▶ _Activity_
Word for word, transcribe all of the records.

[Data excerpts]
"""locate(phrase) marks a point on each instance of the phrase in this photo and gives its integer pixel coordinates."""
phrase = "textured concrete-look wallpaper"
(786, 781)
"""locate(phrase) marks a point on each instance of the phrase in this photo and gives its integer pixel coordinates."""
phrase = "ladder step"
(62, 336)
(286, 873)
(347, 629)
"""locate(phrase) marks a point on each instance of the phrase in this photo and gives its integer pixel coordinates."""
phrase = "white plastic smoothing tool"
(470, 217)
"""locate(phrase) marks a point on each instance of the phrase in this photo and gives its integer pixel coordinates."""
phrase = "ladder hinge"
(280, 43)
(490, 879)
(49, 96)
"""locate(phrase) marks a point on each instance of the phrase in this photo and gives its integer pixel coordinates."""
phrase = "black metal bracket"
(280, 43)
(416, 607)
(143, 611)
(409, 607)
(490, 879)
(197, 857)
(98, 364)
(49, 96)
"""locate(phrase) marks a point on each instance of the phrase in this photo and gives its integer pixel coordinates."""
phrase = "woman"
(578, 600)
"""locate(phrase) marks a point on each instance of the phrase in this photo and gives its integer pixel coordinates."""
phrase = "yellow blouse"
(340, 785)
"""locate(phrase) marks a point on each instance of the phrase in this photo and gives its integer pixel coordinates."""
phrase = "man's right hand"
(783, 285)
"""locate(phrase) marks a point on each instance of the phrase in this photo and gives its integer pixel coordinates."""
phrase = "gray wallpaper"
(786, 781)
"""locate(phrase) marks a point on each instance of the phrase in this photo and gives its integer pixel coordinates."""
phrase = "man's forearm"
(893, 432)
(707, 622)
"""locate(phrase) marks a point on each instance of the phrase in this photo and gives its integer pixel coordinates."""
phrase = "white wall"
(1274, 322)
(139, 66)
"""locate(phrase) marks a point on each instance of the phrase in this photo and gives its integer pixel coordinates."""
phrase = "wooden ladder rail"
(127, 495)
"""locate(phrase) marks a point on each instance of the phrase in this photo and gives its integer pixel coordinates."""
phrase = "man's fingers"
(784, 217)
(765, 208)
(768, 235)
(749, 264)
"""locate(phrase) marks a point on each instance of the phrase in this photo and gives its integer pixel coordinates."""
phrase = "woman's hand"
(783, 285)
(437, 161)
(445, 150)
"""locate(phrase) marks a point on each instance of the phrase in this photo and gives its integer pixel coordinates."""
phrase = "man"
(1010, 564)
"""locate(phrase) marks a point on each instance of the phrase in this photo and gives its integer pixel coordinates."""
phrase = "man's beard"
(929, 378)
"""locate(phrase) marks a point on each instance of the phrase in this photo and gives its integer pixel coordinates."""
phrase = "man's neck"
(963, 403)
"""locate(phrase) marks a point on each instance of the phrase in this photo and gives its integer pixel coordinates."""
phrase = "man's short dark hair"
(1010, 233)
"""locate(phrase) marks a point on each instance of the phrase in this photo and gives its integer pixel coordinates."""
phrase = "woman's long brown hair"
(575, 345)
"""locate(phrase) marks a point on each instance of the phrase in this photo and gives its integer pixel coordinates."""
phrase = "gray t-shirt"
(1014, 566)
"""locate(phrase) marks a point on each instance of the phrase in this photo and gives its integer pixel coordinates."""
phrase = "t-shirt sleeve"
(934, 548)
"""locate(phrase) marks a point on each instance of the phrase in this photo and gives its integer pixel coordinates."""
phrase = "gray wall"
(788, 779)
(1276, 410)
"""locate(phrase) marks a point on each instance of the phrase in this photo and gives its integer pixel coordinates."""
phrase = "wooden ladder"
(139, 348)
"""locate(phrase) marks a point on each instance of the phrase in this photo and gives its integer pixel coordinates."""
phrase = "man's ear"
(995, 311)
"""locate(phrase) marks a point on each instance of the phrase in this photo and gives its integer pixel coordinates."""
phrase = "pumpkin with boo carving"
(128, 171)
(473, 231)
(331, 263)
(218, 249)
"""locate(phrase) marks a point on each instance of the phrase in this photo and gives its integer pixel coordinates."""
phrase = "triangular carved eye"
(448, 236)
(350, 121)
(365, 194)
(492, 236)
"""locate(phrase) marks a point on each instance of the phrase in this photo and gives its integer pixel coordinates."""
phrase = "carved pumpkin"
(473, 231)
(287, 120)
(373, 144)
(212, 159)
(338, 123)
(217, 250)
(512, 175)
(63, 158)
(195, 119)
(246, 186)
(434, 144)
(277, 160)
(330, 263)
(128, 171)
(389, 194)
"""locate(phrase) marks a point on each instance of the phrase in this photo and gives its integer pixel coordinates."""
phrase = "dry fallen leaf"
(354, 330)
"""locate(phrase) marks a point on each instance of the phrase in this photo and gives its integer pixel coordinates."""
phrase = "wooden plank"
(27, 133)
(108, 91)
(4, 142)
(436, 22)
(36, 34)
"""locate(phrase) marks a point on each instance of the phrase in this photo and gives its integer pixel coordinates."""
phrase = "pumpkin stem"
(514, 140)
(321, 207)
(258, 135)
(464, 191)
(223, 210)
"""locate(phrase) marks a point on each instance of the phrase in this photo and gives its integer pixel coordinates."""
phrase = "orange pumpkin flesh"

▶ _Response below_
"""locate(phrase) marks a point on each instance of the phrase in this photo and gives its integer pixel coordinates."""
phrase = "textured concrete-look wallpaper"
(786, 781)
"""locate(phrase) marks a point on each instance of the phrase in this photo and gives its integer pixel coordinates."""
phrase = "ladder step"
(62, 336)
(286, 873)
(347, 629)
"""locate(phrase) marks a point on each instance of the phrase in this photo and gives its integer pixel coordinates."""
phrase = "white plastic smoothing tool"
(470, 217)
"""locate(phrase) marks a point on each instance of the phrase in this photo and gives its integer pixel coordinates."""
phrase = "ladder hinge"
(280, 43)
(490, 879)
(49, 96)
"""locate(phrase) marks a point on each instance of the phrase in this photo and gives its integer pixel coordinates."""
phrase = "black metal bracket"
(280, 43)
(416, 607)
(143, 611)
(409, 607)
(490, 879)
(197, 857)
(98, 364)
(49, 96)
"""locate(phrase) marks a point on each instance of the phrase in this photo and gives its integer pixel coordinates."""
phrase = "woman"
(578, 600)
"""locate(phrase) marks a point on each instance of the phrase in this photo and gives its integer pixel coordinates."""
phrase = "yellow blouse"
(340, 785)
"""locate(phrase) marks a point on each instance of the phrase in this photo and gives its integer pixel coordinates."""
phrase = "man's right hand"
(783, 285)
"""locate(phrase) marks a point on each instance of the phrase in this photo and gives its integer pixel coordinates."""
phrase = "gray wallpaper"
(786, 781)
"""locate(phrase) marks a point on each instance of the phrase in this photo and gives its integer pixel coordinates."""
phrase = "man's forearm"
(893, 432)
(707, 622)
"""locate(phrase) marks a point on each instance of the phrase in this photo and gives its integer pixel coordinates."""
phrase = "white wall"
(1274, 322)
(139, 66)
"""locate(phrase) marks a point on each instance of the phrase in this photo and gives its integer pixel coordinates."""
phrase = "wooden ladder rail"
(127, 495)
"""locate(phrase) marks a point on each instance of the phrase in this photo and gives its integer pixel coordinates."""
phrase = "man's fingers"
(784, 217)
(765, 208)
(768, 235)
(749, 264)
"""locate(phrase) marks a point on each instance of the phrase in this photo and gives its integer pixel coordinates."""
phrase = "woman's hand"
(783, 285)
(437, 161)
(445, 150)
"""locate(phrase) marks a point on each instance of the phrase in this photo and gives its integer pixel coordinates."""
phrase = "man"
(1010, 564)
"""locate(phrase) marks a point on each instance of the phrase in this photo and gives its integer pixel coordinates."""
phrase = "man's beard"
(929, 378)
"""locate(phrase) marks a point on each instance of the phrase in this photo and gives its integer pixel coordinates."""
phrase = "man's neck"
(963, 403)
"""locate(phrase) marks a point on each instance of the phrase in this photo and gives its integer pixel coordinates."""
phrase = "man's short dark hair"
(1010, 233)
"""locate(phrase) marks a point on each instance of the phrase in this photo and gives its integer pixel coordinates."""
phrase = "woman's long brown hair"
(575, 345)
"""locate(phrase) marks a point on each instance of the phrase in this photo and gives its integer pixel coordinates."""
phrase = "gray t-shirt"
(1014, 566)
"""locate(phrase) marks a point on each instance of the phrase in this photo and gives its integer pixel coordinates."""
phrase = "t-shirt sleeve"
(934, 548)
"""locate(phrase) marks a point on each instance of the phrase in this photo and gives its integer pixel coordinates."""
phrase = "gray wall"
(788, 779)
(1276, 410)
"""locate(phrase) marks a point on each instance of the phrase in this photo and gives its integer pixel coordinates."""
phrase = "wooden ladder"
(139, 348)
"""locate(phrase) marks a point on each instance of the phrase in this photo and gives its integer pixel coordinates."""
phrase = "man's ear"
(995, 311)
"""locate(phrase) marks a point on each instance of the phrase in this photo and gives its integer pixel coordinates."""
phrase = "pumpkin with boo carving"
(128, 171)
(473, 231)
(331, 263)
(218, 249)
"""locate(phrase) marks a point on each instance of the phrase in this photo and gives its integer pixel coordinates."""
phrase = "triangular carved eye"
(448, 236)
(350, 121)
(365, 194)
(492, 236)
"""locate(phrase) marks a point on each instance of the phrase in this photo and gives its integer pixel coordinates."""
phrase = "carved pumpkin"
(473, 231)
(287, 120)
(373, 144)
(212, 159)
(338, 123)
(217, 250)
(512, 175)
(63, 158)
(195, 119)
(246, 186)
(434, 144)
(277, 160)
(330, 263)
(128, 171)
(389, 194)
"""locate(phrase) marks a point on each instance of the phrase in this photo and gives its integer pixel coordinates."""
phrase = "dry fallen leaf"
(354, 330)
"""locate(phrase) marks a point on each instance of the phrase in this photo and gives its integer pixel coordinates."""
phrase = "wooden plank"
(27, 133)
(108, 91)
(4, 142)
(436, 22)
(36, 34)
"""locate(phrase) marks a point on each instance of the phrase in this photo and gives its integer pixel coordinates."""
phrase = "pumpkin stem"
(514, 140)
(321, 207)
(258, 135)
(464, 191)
(223, 210)
"""locate(phrase) marks a point on each instance of the phrase in this photo and gives its integer pixel coordinates."""
phrase = "orange pumpkin flesh"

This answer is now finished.